- Task to complete
Retype the stretch of the text on Jewish mourning practices from "Rabinowicz, H. –" through "YeshivaUniversity Press (1977)", word for word.

Although the restrictions will last for one year, the Kaddish is only recited for eleven months. Theologically the saying of the Kaddish has the effect of helping the soul in its journey to heaven, which according to the Talmud only takes up to eleven months. The Kaddish is also recited on the anniversary of the death of the departed relative.
Conclusions
Jewish mourning practices have their theological and psychological rationale enabling one to confront loss, and recognise the trauma and crises that ensue. Sonsion and Dyme state: “Judaism regards death as an inevitable part of life” citing Psalm 89:49 “Who is the man who lives, and shall not see death?” The effectiveness of Orthodox Jewish mourning rites is also recognised by progressive Jewish opinions (Neuberger 1999) as being able to demystify death and dying, and face the resultant fears, feelings and emotions.
Michael J. Krant questions whether those who do not observe a ritualistic way of life, can gain comfort from observing religious rituals. He says: “Individuals who are not immersed in a total life ritualistically codified experience cannot find gratification from adhering to a ritual at a particular life crisis.” I would reject this notion, and argue that rituals at times of death and loss are relevant even to those who do not normally subscribe to ritual. Bereavement does not only cause deep emotional and traumatic upheavals. It causes disorientation. Therefore Jewish mourning rituals provide a practical framework to address both the emotional and practical issues. Anxieties can often be allayed by the bereaved in the knowledge that they are being guided through a well-established system.
Judaism provides a powerful process of mourning precisely because it has clearly defined rituals. In trying to give pastoral support to the bereaved I have learnt that initial reluctance to the keeping of rituals and restrictions, can give way to an acknowledgement that Jewish mourning practices can be most effective, if they are applied with great sensitivity. At the same time, they can lose their ability to confront death, when they are applied devoid of any dignity or awareness of the needs and state of the mourners, and others who may be affected by the loss.
References
Babylonian Talmud - Sanhedrin 46b
Babylonian Talmud - Avoda Zara 18a
Brayer, Menachem M. – The Spiritual Component, in “Understanding Bereavement and Grief” Ed. Norman Linzer, Yeshiva University Press (1977)
Rabinowicz, H. – A Guide to Life – Jewish laws and customs of mourning. Jewish Chronicle Publications (3rd Ed. 1982)
Katz, Leslie – Mourning rituals help Jews confront the grief of loss – Jewish Bulletin of Northern California, (August 11, 1995) http://www.jewishsf.com.com/bk950811/1loss.htm
Kay, Alan A. – A Jewish Book of Comfort. Jason Aronson Inc. 1993
Krant, Melvin J. – The Spiritual Component - in “Understanding Bereavement and Grief” Ed. Norman Linzer, YeshivaUniversity Press (1977)
Lamm, Norman – the Jewish Way in Death and Mourning, Jonathan David Publishers, 1969
Neuberger, Julia – Dying Well – A guide to enabling a good death – Hochland & Hochland Ltd. 1999
Riskin, Rabbi Shlomo – Why we mourn our parents – Jewish News of Greater Pheonix – http://www.jewishaz.com/1997b/torah.shtml
Sonsion, Rifat & Dyme, Daniel – What happens after I die – UAHC Press 1990
Weiseltier, Leon – Kaddish, New York: Alfred A. Knopf, 1998
Weiss, Abner – Death and bereavement – A Halachic Guide. Ktav Publishing House Inc. 1991.

- Data extract
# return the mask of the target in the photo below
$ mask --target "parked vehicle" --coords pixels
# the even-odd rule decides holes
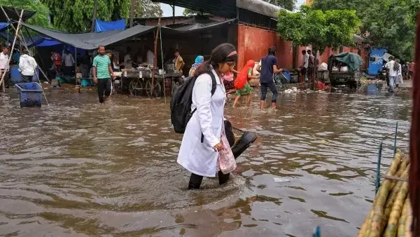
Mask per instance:
[[[360,65],[363,63],[362,57],[356,53],[342,53],[330,56],[328,72],[331,85],[357,88],[361,77]]]

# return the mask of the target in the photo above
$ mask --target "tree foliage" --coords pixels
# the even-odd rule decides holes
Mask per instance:
[[[90,30],[94,0],[41,0],[51,11],[54,27],[80,33]],[[130,0],[97,0],[97,18],[102,20],[127,19]]]
[[[355,11],[331,10],[323,13],[302,6],[296,13],[281,11],[279,13],[277,31],[295,46],[310,44],[322,53],[326,47],[353,44],[354,34],[360,32],[359,25]]]
[[[278,6],[281,8],[288,11],[295,10],[295,6],[296,5],[296,0],[264,0],[269,4]]]
[[[405,60],[412,60],[415,39],[415,17],[419,0],[314,0],[312,8],[356,10],[361,27],[371,41]]]
[[[46,4],[43,4],[39,1],[0,0],[0,5],[4,6],[13,6],[19,9],[36,11],[36,13],[27,20],[27,22],[28,24],[36,25],[46,28],[50,28],[52,27],[48,20],[50,9]]]

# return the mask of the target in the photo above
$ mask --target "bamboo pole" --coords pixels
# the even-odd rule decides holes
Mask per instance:
[[[98,11],[98,0],[94,0],[93,5],[93,17],[92,18],[92,27],[90,28],[90,32],[94,32],[94,26],[96,23],[96,15]]]
[[[158,20],[158,25],[160,25],[160,17],[159,17],[159,20]],[[150,87],[150,97],[152,97],[153,95],[153,88],[155,88],[155,76],[156,75],[156,66],[158,65],[158,57],[156,56],[156,54],[158,53],[158,38],[160,30],[160,27],[158,27],[156,36],[155,37],[155,55],[153,56],[153,70],[152,71],[152,86]]]
[[[1,7],[1,9],[3,9],[3,7]],[[4,9],[3,9],[4,11]],[[11,52],[13,52],[13,49],[15,48],[15,43],[16,43],[16,38],[18,38],[18,35],[19,34],[19,29],[20,28],[20,25],[22,24],[22,16],[23,15],[23,10],[22,10],[22,11],[20,12],[20,17],[19,18],[19,22],[18,22],[18,27],[16,28],[16,32],[15,33],[15,39],[13,39],[13,43],[12,44],[12,49],[10,50]],[[7,64],[6,64],[6,67],[7,65],[9,65],[9,64],[10,63],[10,59],[11,57],[8,57],[8,60],[7,60]],[[6,74],[6,69],[5,69],[5,73],[4,73],[1,75],[1,80],[0,80],[0,84],[2,84],[3,86],[4,86],[4,76]]]
[[[6,13],[6,11],[4,11],[4,8],[3,8],[3,6],[0,6],[0,8],[1,9],[1,11],[3,11],[3,13],[4,14],[4,15],[6,15],[6,18],[7,18],[7,20],[8,22],[11,22],[10,21],[10,18],[8,17],[8,15],[7,15],[7,13]],[[18,13],[18,11],[16,10],[16,8],[15,9],[15,12],[16,12],[16,15],[19,15],[19,13]],[[13,24],[10,24],[10,25],[12,26],[12,27],[13,28],[13,29],[15,31],[16,31],[16,28],[15,28],[15,26]],[[29,36],[29,37],[31,37],[31,40],[32,40],[32,42],[34,42],[34,39],[32,39],[32,36],[31,36],[31,35],[29,34],[29,33],[27,32],[27,29],[24,28],[27,30],[27,32],[28,33],[28,35]],[[18,37],[19,37],[19,39],[20,39],[21,41],[23,41],[24,45],[24,48],[29,52],[29,49],[28,48],[28,44],[27,43],[27,42],[24,40],[24,37],[23,37],[23,34],[22,32],[20,32],[20,34],[22,34],[22,36],[18,35]],[[43,76],[46,78],[46,79],[47,79],[47,81],[48,81],[48,82],[51,82],[51,81],[50,81],[48,79],[48,77],[47,76],[47,75],[46,75],[45,72],[43,72],[43,70],[41,68],[41,67],[38,67],[38,68],[39,69],[39,71],[41,71],[41,72],[42,73],[42,74],[43,75]],[[35,72],[35,73],[36,73],[36,72]],[[37,74],[36,75],[38,76],[38,81],[39,81],[39,75]],[[41,82],[41,81],[39,81],[39,82]]]

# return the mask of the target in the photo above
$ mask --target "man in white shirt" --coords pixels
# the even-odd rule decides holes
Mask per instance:
[[[131,48],[130,47],[127,48],[127,52],[125,53],[125,56],[124,56],[124,68],[126,69],[131,69],[133,67],[131,55],[130,55],[130,53]]]
[[[71,72],[73,72],[76,61],[74,61],[74,57],[73,57],[73,55],[71,55],[70,51],[66,51],[66,55],[64,55],[64,57],[63,57],[63,61],[64,61],[64,75],[71,75]]]
[[[400,68],[400,65],[394,61],[394,57],[393,56],[389,57],[389,62],[386,62],[385,65],[385,67],[388,69],[388,73],[389,75],[389,92],[394,93],[394,85],[396,81],[396,77],[397,76],[398,69]]]
[[[22,74],[22,78],[24,82],[32,82],[37,67],[35,59],[29,56],[29,52],[27,50],[24,50],[19,60],[19,72]]]
[[[6,73],[4,83],[6,88],[8,88],[9,87],[10,80],[9,65],[8,64],[8,48],[7,48],[6,46],[4,46],[1,53],[0,53],[0,70],[1,71],[0,76],[3,75],[4,73]]]
[[[155,65],[155,54],[150,51],[148,46],[146,47],[147,50],[147,64],[153,66]]]
[[[302,72],[302,76],[303,76],[304,81],[308,80],[308,66],[309,65],[309,55],[307,53],[306,50],[302,50],[302,55],[303,55],[302,59],[302,65],[300,69]]]

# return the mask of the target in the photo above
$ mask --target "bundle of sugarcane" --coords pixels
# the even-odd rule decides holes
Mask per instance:
[[[358,237],[412,236],[409,168],[408,156],[397,150]]]

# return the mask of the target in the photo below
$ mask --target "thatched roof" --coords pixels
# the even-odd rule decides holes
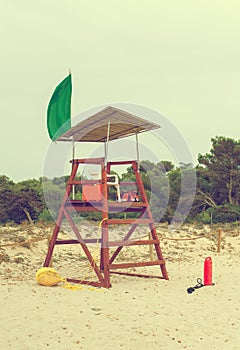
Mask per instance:
[[[57,141],[106,142],[109,123],[109,141],[160,128],[158,124],[109,106],[74,125]]]

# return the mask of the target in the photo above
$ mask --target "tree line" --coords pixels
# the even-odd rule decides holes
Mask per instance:
[[[217,136],[211,142],[210,152],[199,154],[195,167],[192,164],[176,167],[170,161],[155,164],[145,160],[140,163],[139,170],[156,220],[171,222],[181,197],[182,176],[193,172],[196,174],[196,191],[186,221],[224,223],[240,219],[240,140]],[[119,177],[120,181],[135,180],[131,168]],[[67,179],[68,176],[41,177],[15,183],[5,175],[0,176],[0,223],[53,220]],[[109,189],[109,197],[114,200],[116,193],[112,187]],[[76,188],[76,196],[81,199],[81,185]],[[48,207],[50,203],[51,212],[45,199]],[[98,219],[98,213],[85,216]]]

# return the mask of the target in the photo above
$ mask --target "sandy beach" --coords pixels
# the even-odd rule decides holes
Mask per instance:
[[[238,227],[223,227],[217,253],[217,226],[185,225],[169,232],[160,225],[169,281],[112,275],[108,290],[36,283],[51,229],[0,228],[1,349],[240,349]],[[14,242],[18,245],[6,246]],[[80,251],[57,247],[53,267],[63,277],[79,276],[86,264]],[[126,247],[121,259],[147,254],[148,247]],[[203,278],[208,256],[215,285],[188,294]],[[159,267],[140,270],[160,275]]]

- Solution
Rabinowicz, H. – A Guide to Life – Jewish laws and customs of mourning. Jewish Chronicle Publications (3rd Ed. 1982)
Katz, Leslie – Mourning rituals help Jews confront the grief of loss – Jewish Bulletin of Northern California, (August 11, 1995) http://www.jewishsf.com.com/bk950811/1loss.htm
Kay, Alan A. – A Jewish Book of Comfort. Jason Aronson Inc. 1993
Krant, Melvin J. – The Spiritual Component - in “Understanding Bereavement and Grief” Ed. Norman Linzer, YeshivaUniversity Press (1977)